How many lines of the data below contain the string "dried"? Reply with the number alone.

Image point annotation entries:
::::::

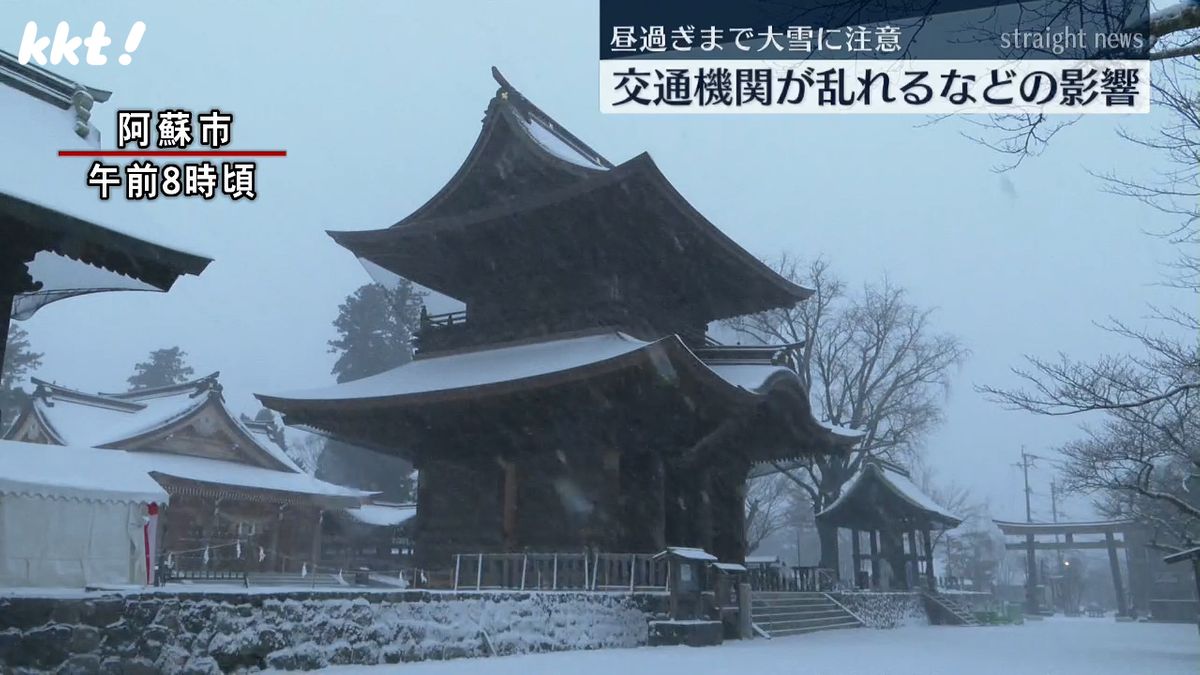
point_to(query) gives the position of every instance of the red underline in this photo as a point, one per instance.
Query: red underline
(173, 153)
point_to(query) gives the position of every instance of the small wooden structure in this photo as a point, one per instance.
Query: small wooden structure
(898, 518)
(688, 580)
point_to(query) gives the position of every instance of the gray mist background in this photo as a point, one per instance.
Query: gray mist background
(378, 103)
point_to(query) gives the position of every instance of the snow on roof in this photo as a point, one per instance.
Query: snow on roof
(688, 553)
(480, 368)
(105, 419)
(31, 136)
(75, 472)
(557, 145)
(64, 278)
(241, 475)
(900, 484)
(383, 514)
(751, 377)
(90, 420)
(910, 491)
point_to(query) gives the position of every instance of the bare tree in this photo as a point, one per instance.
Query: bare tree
(871, 362)
(1144, 460)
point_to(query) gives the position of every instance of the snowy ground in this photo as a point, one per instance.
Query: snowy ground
(1055, 646)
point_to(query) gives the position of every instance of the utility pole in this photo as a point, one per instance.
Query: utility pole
(1031, 562)
(1025, 467)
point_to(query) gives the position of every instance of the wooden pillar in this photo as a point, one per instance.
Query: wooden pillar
(315, 551)
(5, 318)
(875, 557)
(277, 561)
(1031, 577)
(1122, 605)
(930, 578)
(509, 521)
(615, 532)
(856, 555)
(705, 503)
(913, 578)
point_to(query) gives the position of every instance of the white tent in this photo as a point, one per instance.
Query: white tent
(72, 517)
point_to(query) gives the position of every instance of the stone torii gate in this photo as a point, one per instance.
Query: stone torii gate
(1067, 531)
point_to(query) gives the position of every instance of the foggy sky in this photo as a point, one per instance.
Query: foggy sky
(378, 105)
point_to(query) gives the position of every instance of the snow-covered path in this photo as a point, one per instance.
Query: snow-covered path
(1055, 646)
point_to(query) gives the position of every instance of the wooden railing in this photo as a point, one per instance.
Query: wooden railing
(795, 579)
(559, 572)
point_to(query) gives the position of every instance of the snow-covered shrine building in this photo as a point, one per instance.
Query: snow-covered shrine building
(238, 501)
(577, 400)
(899, 520)
(57, 238)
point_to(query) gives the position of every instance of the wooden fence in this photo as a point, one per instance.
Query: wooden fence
(795, 579)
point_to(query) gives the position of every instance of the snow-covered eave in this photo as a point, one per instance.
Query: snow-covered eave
(641, 168)
(76, 473)
(95, 244)
(927, 505)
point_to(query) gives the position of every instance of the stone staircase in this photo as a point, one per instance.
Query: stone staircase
(796, 613)
(948, 610)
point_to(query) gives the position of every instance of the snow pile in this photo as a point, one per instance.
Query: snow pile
(885, 610)
(298, 631)
(343, 632)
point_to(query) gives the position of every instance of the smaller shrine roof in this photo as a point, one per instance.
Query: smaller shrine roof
(880, 496)
(219, 472)
(77, 473)
(688, 554)
(45, 113)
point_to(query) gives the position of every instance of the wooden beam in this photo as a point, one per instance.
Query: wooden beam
(1115, 567)
(929, 561)
(875, 557)
(1062, 545)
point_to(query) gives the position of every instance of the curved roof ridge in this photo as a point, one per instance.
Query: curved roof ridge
(523, 105)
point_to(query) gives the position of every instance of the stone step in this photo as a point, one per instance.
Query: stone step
(761, 616)
(784, 633)
(796, 602)
(807, 622)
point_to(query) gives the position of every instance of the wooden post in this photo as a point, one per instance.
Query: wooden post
(745, 626)
(856, 555)
(874, 535)
(1031, 577)
(913, 578)
(1122, 605)
(5, 318)
(929, 561)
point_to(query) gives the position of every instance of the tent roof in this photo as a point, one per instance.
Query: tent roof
(76, 473)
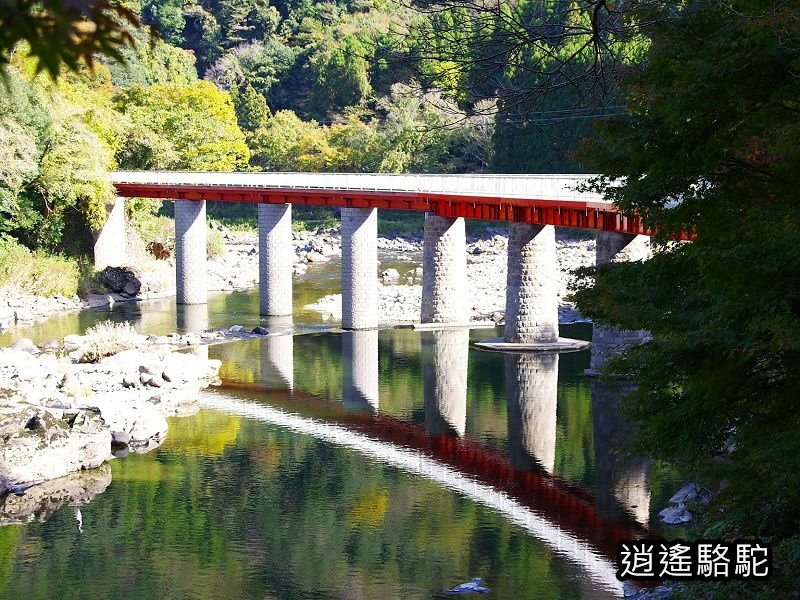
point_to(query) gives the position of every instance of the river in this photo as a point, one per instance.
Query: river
(391, 464)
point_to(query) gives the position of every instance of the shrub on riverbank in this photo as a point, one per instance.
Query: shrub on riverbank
(106, 339)
(36, 272)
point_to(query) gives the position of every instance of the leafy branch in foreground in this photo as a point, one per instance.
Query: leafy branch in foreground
(707, 143)
(65, 32)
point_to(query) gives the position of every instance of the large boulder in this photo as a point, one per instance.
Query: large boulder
(121, 280)
(41, 501)
(38, 444)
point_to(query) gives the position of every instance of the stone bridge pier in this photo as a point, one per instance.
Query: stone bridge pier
(360, 268)
(444, 271)
(532, 399)
(360, 370)
(608, 341)
(190, 252)
(444, 376)
(110, 242)
(275, 259)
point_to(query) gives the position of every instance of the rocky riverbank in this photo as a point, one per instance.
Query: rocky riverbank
(399, 296)
(60, 416)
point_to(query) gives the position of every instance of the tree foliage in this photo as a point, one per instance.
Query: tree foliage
(198, 121)
(707, 144)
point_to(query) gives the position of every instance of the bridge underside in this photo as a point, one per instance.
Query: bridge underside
(532, 213)
(561, 213)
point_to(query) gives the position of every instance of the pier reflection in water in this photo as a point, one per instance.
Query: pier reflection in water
(622, 481)
(277, 354)
(532, 396)
(360, 364)
(365, 464)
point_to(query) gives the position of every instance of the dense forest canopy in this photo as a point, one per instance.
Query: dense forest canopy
(353, 85)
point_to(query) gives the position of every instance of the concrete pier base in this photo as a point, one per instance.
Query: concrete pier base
(532, 294)
(192, 318)
(444, 271)
(275, 254)
(532, 285)
(360, 366)
(532, 399)
(190, 252)
(111, 242)
(608, 341)
(623, 483)
(359, 268)
(277, 354)
(444, 371)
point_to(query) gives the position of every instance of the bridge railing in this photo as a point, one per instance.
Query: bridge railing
(541, 187)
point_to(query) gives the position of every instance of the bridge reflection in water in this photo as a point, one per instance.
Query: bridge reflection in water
(582, 523)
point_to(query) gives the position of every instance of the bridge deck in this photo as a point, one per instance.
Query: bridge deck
(536, 199)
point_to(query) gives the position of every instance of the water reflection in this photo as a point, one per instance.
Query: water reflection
(360, 370)
(622, 482)
(532, 397)
(192, 318)
(277, 354)
(298, 485)
(444, 372)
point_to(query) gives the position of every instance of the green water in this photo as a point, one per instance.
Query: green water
(242, 503)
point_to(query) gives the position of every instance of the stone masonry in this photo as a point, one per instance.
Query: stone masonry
(622, 480)
(190, 252)
(275, 254)
(444, 271)
(360, 370)
(192, 318)
(110, 243)
(532, 397)
(444, 371)
(608, 341)
(532, 290)
(277, 354)
(359, 268)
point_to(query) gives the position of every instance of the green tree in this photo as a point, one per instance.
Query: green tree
(287, 143)
(198, 120)
(251, 108)
(65, 33)
(708, 144)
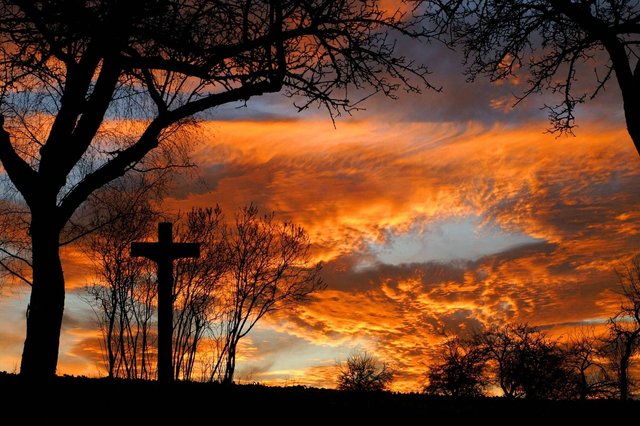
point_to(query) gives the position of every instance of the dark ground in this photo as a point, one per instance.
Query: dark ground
(102, 401)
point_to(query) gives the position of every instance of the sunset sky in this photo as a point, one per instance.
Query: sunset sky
(433, 214)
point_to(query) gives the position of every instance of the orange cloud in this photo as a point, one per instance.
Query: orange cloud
(371, 188)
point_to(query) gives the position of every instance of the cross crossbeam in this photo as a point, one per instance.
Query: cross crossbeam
(163, 253)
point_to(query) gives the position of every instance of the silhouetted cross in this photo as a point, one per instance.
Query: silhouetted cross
(164, 252)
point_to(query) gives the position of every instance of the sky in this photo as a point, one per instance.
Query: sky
(433, 214)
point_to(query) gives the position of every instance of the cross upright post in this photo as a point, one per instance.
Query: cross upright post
(163, 253)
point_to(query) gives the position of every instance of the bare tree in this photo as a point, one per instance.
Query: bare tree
(270, 269)
(362, 372)
(197, 288)
(124, 294)
(460, 370)
(555, 42)
(585, 358)
(624, 327)
(70, 69)
(526, 363)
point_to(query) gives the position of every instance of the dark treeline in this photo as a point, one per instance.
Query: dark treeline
(249, 266)
(523, 362)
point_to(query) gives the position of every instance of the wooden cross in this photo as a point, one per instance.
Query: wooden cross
(163, 253)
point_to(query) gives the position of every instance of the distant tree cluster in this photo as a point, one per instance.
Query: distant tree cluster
(523, 362)
(245, 271)
(362, 372)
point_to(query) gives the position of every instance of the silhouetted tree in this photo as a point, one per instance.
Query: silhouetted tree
(553, 41)
(460, 370)
(584, 355)
(71, 69)
(197, 290)
(362, 372)
(526, 363)
(269, 269)
(624, 327)
(123, 297)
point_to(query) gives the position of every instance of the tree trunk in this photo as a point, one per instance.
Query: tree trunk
(623, 381)
(231, 365)
(46, 305)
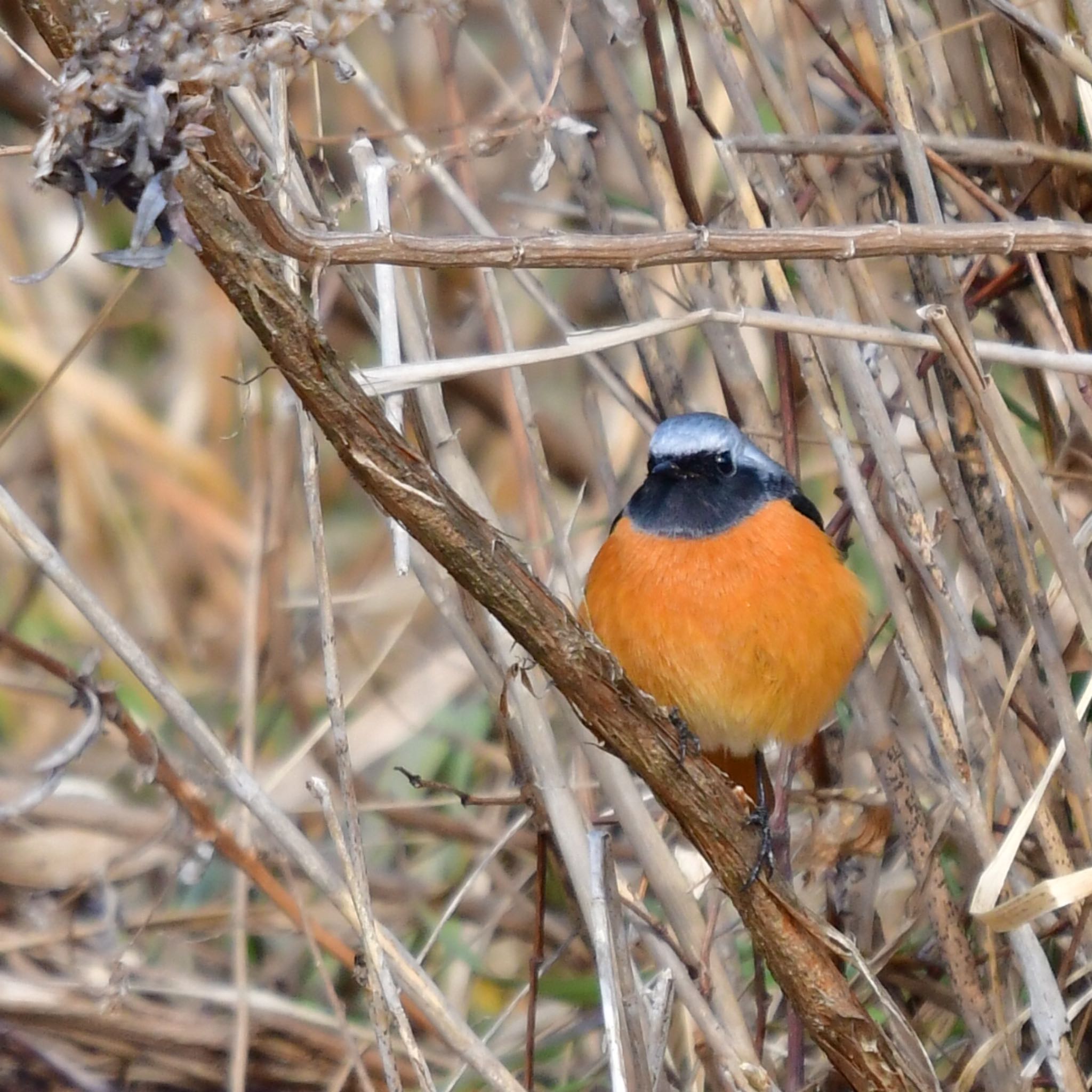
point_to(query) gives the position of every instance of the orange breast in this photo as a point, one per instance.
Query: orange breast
(752, 633)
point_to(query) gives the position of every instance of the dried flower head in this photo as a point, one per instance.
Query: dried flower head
(121, 124)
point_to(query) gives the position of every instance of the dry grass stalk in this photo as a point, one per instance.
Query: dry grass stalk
(911, 140)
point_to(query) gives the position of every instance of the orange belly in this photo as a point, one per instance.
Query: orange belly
(752, 633)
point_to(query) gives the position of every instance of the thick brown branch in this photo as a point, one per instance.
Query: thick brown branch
(578, 251)
(475, 554)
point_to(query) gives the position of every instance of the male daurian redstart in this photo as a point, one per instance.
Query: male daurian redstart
(722, 597)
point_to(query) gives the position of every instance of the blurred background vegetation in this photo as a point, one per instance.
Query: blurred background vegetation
(164, 464)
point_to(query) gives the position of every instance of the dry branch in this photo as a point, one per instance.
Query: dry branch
(481, 560)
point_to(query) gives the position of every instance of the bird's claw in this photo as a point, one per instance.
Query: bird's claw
(760, 818)
(689, 744)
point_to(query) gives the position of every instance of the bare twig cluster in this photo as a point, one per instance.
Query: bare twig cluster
(844, 242)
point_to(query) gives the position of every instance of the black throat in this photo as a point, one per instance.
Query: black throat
(696, 497)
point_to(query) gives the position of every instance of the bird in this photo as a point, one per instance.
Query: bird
(721, 596)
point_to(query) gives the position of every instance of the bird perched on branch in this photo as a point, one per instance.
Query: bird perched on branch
(720, 593)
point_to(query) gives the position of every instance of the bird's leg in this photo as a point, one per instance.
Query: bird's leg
(760, 818)
(689, 744)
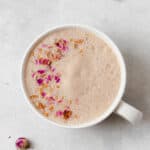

::::::

Solution to this problem:
2